Document segment:
=== Section Start ===

An organic T-shirt might tell consumers a bit more about how that cotton was grown, but not how it was stitched. One could be buying an organic T-shirt grown by fairly compensated farmers but stitched by children in a sweatshop.
“We need standards and we need them now,” says Ronnie Cummins of the Organic Consumers Association. OCA is part of the Domestic Fair Trade Working Group, which is trying to draw a permanent link between organics and fair trade practices and lobbying for a label that certifies both. Current U.S. Department of Agriculture (USDA) organic standards do not include fair trade practices; current fair trade certification does not ensure organic production.
Cotton Inc.’s Messina believes the worldwide organic cotton industry offers potential for fraud and abuse. When it comes to certifying organic, says Messina, “a lot [of farmers] take advantage of lax and insufficient enforcement.” Since organic cotton looks similar to its conventional cousin, but costs 50 to 100 percent more, he calls it “a dangerous situation.”
A Better Cotton Future
Organic clothing is now one of the fastest-growing natural product sectors. According to the Organic Exchange, organic cotton production increased 76 percent between 2005 and 2006, and demand for organic cotton almost doubled during that time. Sales of organic cotton are projected to reach $2.6 billion by the end of 2008. But while such U.S. manufacturers as American Apparel are selling organic clothing, they aren’
;t sourcing their fabrics from U.S. growers. Cummins blames American subsidies, billions of dollars which enrich a small percentage of cotton growers, drive down the price of conventional cotton, pricing farmers around the world into poverty. There’s no incentive for these mega-farms to go organic—a process that would require at least a three-year fallow period for the fields to meet federal organic standards.
“We’re not giving a dime to help farmers who’d like to grow organic cotton,” says Cummins. “There’s not even a mill to process organic cotton on the West Coast. American Apparel is the largest remaining U.S. T-shirt company trying to use more organic cotton, and it has to buy from overseas.”
Environmental groups have mobilized to bring awareness to cotton’s impact on global communities. In 2002, the World Wildlife Federation (WWF) launched the Sustainable Cotton Initiative, working with governments and industries in Australia, Pakistan, India and Central Asia to promote cotton that uses less water and hazardous chemicals. Through programs such as Women’s Open School in Pakistan, WWF taught women about the dangers of pesticides.
“We used to get many skin problems—rashes and dizziness,” says cotton worker Zohra Bibi. “We would use the same dirty hands for cooking afterwards and sometimes we would even use the empty pesticide bottles in our kitchens to store wheat! We thought that storing the wheat in the bottles would prevent it from getting spoilt! Now we know better.”

=== Section End ===

Point localization data:

=== Section Start ===

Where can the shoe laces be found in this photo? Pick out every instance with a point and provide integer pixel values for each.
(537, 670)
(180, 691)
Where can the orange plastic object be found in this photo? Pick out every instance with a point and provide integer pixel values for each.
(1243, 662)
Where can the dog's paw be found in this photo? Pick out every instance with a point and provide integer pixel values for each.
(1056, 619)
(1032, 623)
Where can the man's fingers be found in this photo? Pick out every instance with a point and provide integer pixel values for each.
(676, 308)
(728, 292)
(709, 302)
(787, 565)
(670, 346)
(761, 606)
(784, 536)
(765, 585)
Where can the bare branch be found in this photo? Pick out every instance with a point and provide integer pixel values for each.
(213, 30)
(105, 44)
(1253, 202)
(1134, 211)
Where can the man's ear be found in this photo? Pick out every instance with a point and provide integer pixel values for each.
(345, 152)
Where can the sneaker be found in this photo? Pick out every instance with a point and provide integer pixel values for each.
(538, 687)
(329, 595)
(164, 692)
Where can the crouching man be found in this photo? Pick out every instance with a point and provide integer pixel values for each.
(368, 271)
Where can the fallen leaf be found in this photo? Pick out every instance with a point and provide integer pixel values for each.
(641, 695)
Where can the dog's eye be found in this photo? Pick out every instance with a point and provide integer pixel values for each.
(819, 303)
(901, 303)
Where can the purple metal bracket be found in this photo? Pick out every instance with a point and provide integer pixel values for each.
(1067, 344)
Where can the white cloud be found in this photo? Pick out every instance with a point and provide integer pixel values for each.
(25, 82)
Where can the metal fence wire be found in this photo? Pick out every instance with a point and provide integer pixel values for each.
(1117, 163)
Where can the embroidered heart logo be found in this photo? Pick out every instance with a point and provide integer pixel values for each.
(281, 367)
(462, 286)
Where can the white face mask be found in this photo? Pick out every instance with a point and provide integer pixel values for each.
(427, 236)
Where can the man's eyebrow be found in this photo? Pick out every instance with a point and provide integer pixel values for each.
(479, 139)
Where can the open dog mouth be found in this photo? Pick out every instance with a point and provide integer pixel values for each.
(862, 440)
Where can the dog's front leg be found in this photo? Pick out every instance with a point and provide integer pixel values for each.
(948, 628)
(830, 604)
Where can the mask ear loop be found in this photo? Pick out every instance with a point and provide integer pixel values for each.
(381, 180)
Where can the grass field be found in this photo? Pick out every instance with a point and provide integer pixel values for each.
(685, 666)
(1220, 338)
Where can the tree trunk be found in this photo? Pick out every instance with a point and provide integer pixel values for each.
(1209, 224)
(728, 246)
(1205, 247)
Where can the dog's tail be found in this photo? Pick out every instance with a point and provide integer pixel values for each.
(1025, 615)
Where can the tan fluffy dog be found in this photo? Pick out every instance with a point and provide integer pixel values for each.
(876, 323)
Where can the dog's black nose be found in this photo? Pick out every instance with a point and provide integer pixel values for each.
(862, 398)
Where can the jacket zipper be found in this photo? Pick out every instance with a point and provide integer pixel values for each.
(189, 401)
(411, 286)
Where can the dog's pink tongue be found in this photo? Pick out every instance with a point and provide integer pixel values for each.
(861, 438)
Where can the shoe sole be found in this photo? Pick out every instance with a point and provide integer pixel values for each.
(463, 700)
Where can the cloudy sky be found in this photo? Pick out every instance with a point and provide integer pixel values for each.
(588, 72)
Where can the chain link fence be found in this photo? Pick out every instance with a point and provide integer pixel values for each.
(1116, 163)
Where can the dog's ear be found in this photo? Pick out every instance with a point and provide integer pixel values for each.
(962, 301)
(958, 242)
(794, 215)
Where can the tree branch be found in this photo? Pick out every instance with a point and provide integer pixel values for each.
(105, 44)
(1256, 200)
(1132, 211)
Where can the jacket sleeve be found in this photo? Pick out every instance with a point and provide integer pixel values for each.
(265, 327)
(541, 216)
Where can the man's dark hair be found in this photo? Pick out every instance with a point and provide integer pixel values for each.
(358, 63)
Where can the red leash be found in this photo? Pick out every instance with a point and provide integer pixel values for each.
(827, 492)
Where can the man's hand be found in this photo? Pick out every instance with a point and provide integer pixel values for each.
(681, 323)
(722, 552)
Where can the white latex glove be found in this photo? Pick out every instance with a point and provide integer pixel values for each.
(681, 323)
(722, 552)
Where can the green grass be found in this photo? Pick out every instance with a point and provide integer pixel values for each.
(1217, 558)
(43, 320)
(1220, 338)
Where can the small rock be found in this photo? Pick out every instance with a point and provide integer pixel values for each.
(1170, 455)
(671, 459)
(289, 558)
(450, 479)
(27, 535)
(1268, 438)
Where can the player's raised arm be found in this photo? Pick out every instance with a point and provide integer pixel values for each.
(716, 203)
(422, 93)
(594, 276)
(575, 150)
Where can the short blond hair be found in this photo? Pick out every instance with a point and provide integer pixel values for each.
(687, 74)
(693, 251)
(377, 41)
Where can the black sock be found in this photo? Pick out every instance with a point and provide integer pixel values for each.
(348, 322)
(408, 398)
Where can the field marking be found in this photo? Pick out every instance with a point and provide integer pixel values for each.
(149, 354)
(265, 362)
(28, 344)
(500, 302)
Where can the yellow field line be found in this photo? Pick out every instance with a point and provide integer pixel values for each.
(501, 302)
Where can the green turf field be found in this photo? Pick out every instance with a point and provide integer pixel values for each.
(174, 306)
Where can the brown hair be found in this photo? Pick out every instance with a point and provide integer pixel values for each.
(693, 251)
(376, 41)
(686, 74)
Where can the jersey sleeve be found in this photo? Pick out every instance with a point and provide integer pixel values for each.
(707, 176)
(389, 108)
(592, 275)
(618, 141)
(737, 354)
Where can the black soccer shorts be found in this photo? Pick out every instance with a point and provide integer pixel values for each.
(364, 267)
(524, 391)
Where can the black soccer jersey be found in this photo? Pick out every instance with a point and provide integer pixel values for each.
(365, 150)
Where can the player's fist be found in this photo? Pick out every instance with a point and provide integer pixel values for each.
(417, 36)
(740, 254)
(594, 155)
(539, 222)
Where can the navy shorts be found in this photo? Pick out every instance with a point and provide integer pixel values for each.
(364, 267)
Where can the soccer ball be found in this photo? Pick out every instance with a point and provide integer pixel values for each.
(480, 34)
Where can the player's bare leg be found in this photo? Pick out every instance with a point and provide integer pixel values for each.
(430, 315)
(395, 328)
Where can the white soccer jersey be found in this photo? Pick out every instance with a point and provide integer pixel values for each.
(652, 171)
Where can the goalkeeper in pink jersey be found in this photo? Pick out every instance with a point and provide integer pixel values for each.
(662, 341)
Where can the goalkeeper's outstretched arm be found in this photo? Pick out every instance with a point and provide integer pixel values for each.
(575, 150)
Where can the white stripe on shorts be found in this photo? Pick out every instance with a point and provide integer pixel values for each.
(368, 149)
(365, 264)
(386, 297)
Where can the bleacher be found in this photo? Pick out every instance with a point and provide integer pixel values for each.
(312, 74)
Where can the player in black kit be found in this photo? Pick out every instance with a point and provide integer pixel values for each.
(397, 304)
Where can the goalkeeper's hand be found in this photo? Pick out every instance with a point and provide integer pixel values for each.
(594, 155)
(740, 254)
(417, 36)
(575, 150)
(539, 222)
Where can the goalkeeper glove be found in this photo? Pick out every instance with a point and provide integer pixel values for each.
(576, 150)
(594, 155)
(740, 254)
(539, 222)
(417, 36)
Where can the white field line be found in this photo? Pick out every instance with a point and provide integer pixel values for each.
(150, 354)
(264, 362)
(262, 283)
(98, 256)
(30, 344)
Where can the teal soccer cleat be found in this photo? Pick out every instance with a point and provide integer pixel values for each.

=== Section End ===

According to the organic cotton text, by what percentage did organic cotton production increase between 2005 and 2006?

Response to this exercise: 76 percent